____ Prezentowane dane
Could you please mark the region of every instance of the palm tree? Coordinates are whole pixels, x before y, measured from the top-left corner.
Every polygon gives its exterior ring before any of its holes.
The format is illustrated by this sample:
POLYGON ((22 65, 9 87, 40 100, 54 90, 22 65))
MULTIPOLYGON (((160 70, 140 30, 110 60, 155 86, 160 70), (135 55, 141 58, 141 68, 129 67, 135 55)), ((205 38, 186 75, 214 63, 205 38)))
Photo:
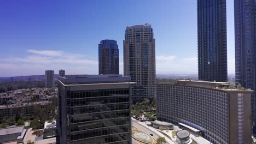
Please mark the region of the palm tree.
POLYGON ((166 140, 164 137, 159 137, 156 140, 156 144, 164 144, 166 143, 166 140))
POLYGON ((161 131, 162 131, 162 130, 164 129, 164 127, 162 127, 162 125, 160 125, 159 127, 159 129, 161 130, 161 131))

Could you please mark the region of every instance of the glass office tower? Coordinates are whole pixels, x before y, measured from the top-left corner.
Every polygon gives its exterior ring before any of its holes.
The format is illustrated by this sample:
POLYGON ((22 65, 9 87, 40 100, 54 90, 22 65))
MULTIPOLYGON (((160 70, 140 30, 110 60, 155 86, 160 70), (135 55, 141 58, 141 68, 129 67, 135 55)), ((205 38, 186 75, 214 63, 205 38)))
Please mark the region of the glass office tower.
POLYGON ((252 115, 255 133, 255 11, 256 1, 235 0, 236 84, 254 91, 252 115))
POLYGON ((130 77, 59 77, 58 143, 131 143, 130 77))
POLYGON ((226 1, 197 0, 198 77, 227 81, 226 1))
POLYGON ((127 27, 124 40, 124 75, 136 82, 133 103, 155 95, 155 43, 151 25, 127 27))
POLYGON ((119 74, 119 50, 117 41, 106 39, 98 44, 98 74, 119 74))

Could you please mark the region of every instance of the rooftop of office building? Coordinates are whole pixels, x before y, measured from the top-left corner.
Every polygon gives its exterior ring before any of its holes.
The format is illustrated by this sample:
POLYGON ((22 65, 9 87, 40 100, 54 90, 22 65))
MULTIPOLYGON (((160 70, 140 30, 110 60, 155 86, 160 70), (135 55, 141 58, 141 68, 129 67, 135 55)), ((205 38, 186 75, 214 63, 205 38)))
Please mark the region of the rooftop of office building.
POLYGON ((129 76, 123 76, 122 75, 66 75, 65 77, 59 76, 59 80, 63 85, 72 86, 78 85, 89 85, 99 83, 117 83, 131 82, 129 76))
POLYGON ((24 125, 8 127, 0 129, 0 135, 5 135, 15 133, 21 133, 24 129, 24 125))
POLYGON ((205 88, 206 89, 215 89, 230 93, 252 93, 253 92, 253 91, 250 89, 245 89, 243 90, 237 87, 230 88, 229 86, 231 83, 227 82, 203 81, 185 79, 183 80, 178 80, 175 83, 158 83, 156 84, 183 86, 195 88, 205 88))

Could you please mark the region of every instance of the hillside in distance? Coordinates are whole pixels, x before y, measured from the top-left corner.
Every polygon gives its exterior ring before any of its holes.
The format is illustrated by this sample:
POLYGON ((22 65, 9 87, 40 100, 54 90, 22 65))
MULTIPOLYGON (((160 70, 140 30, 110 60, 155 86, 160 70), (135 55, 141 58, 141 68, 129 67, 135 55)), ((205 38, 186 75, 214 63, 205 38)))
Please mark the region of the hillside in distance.
MULTIPOLYGON (((57 79, 57 74, 54 75, 54 79, 57 79)), ((9 82, 9 81, 44 81, 44 75, 28 75, 28 76, 19 76, 13 77, 0 77, 0 82, 9 82)))

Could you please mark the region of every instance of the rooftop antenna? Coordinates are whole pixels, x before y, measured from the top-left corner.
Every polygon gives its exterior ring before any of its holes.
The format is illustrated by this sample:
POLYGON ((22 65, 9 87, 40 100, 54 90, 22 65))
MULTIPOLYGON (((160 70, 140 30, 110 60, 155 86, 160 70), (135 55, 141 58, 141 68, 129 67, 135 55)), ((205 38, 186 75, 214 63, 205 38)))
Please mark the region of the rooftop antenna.
POLYGON ((145 26, 151 26, 151 25, 149 25, 148 23, 145 23, 145 26))

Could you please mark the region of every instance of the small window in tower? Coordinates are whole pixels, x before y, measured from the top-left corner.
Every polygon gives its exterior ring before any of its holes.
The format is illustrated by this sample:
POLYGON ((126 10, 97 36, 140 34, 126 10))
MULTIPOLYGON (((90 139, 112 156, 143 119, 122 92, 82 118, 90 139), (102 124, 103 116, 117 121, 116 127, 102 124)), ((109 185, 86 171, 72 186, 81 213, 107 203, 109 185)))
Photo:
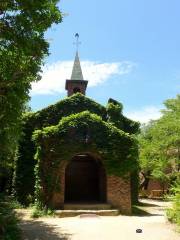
________
## Opis zadania
Proszę przepisać dokładnie wiersze materiału, zaczynając od wiersza zawierającego „glass office tower?”, a kończąc na wierszu zawierającym „POLYGON ((119 74, 119”, łącznie z obydwoma tymi wierszami.

## Wykonane zadanie
Could you please mark the region of every instance of the glass office tower? Coordinates are whole pixels, x before y, measured from the top-left corner.
Every polygon gives its exterior ring before any of its holes.
The format is illustrated by this sample:
POLYGON ((22 65, 9 87, 40 100, 54 90, 22 65))
MULTIPOLYGON (((160 70, 140 30, 110 60, 155 86, 160 70), (135 55, 141 58, 141 68, 129 67, 135 55)), ((205 38, 186 75, 214 63, 205 38)))
Please mark the region of the glass office tower.
POLYGON ((252 115, 255 133, 255 11, 256 1, 235 0, 236 84, 254 91, 252 115))
POLYGON ((130 77, 59 77, 58 143, 131 143, 130 77))
POLYGON ((226 1, 197 0, 198 77, 227 81, 226 1))
POLYGON ((127 27, 124 40, 124 75, 136 82, 133 103, 155 95, 155 43, 151 25, 127 27))
POLYGON ((119 74, 119 50, 117 41, 106 39, 98 44, 98 74, 119 74))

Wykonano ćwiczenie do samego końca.